Assigned task:
After locating the line that holds "the mountain cliff", transcribe it and each following line to the end of the records, changing nothing and adding nothing.

═════ Entries provided ═════

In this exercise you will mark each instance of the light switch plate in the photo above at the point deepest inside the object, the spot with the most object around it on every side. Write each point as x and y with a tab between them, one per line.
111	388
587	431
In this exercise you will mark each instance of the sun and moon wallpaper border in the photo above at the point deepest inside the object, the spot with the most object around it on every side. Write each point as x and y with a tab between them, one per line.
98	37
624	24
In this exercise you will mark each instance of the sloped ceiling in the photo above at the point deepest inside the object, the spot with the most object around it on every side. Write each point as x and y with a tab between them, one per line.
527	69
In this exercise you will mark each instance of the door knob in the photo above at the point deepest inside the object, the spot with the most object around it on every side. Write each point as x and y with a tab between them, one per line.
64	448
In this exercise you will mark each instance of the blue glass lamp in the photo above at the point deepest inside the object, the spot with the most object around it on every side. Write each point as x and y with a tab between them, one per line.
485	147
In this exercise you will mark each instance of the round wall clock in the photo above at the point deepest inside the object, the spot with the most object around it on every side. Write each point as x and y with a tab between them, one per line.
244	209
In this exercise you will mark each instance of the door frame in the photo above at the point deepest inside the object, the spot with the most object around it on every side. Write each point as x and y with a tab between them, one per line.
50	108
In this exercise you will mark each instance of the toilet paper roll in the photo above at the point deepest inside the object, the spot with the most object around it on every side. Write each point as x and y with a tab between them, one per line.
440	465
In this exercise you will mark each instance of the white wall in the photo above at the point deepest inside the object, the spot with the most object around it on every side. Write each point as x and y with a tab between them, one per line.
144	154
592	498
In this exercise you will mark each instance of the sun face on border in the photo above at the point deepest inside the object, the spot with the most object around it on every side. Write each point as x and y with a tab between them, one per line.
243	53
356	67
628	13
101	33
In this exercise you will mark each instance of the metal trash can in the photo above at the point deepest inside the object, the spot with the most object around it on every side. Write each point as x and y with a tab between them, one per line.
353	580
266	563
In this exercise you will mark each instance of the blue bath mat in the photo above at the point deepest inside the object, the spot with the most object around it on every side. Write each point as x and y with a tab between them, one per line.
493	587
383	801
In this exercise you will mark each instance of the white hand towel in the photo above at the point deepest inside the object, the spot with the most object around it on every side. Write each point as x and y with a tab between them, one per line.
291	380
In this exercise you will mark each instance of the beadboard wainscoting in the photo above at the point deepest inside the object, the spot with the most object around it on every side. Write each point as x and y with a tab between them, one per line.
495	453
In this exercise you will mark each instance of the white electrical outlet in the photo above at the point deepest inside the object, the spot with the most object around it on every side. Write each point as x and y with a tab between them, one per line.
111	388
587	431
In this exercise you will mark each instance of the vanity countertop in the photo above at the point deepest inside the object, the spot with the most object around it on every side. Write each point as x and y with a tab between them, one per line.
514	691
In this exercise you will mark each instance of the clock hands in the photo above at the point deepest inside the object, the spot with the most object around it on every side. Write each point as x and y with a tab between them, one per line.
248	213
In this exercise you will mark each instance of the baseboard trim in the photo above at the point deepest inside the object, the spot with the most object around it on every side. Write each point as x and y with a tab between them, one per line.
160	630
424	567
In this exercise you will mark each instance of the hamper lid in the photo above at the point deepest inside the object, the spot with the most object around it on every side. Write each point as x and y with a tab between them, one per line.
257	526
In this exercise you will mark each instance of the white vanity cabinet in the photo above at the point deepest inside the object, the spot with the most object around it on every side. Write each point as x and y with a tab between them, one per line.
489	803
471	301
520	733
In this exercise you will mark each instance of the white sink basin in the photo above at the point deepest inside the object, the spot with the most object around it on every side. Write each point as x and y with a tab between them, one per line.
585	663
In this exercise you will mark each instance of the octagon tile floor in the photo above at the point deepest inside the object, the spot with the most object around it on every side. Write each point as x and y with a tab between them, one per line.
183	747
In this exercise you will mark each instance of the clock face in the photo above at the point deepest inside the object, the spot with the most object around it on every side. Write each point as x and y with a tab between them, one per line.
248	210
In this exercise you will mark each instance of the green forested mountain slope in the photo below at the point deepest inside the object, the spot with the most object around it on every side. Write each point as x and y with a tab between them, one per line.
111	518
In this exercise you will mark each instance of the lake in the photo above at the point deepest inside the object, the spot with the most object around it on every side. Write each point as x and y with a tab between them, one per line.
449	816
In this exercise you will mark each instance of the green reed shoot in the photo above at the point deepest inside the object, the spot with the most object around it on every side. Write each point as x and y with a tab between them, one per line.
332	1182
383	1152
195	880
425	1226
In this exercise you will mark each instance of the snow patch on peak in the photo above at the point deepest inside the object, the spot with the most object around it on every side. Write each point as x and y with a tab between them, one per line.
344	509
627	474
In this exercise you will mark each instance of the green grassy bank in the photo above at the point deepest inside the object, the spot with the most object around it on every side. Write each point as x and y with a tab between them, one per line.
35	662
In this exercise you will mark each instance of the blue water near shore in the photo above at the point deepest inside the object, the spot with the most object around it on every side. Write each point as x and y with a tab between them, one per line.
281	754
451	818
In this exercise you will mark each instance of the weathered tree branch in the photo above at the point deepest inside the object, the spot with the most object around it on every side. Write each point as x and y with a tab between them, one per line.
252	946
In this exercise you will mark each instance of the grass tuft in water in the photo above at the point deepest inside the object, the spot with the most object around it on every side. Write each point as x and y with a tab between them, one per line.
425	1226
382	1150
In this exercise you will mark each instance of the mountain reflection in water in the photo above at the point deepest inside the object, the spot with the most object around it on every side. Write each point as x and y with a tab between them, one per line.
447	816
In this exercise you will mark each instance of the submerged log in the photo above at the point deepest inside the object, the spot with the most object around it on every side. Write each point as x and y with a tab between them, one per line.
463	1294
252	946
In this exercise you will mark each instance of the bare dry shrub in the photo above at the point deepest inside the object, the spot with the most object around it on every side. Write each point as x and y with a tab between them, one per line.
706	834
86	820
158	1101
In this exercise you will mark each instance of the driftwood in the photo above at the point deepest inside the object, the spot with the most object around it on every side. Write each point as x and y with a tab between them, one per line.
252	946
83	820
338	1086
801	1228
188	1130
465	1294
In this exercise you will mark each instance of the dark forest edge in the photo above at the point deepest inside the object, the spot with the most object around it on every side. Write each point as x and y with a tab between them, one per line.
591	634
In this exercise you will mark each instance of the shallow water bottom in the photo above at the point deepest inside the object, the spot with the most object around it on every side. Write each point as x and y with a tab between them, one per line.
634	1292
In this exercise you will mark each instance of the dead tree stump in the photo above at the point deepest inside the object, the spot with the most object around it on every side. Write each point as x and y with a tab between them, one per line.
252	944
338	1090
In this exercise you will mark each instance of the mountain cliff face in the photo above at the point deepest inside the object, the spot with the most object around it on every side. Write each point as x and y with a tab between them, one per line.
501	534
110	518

═════

Response below:
In this exercise you will mark each instance of the mountain cliff face in the photo above at the point deepest inside the object, the spot with the most object around it on every side. Write each point as x and y with a tab between them, one per line.
501	534
110	518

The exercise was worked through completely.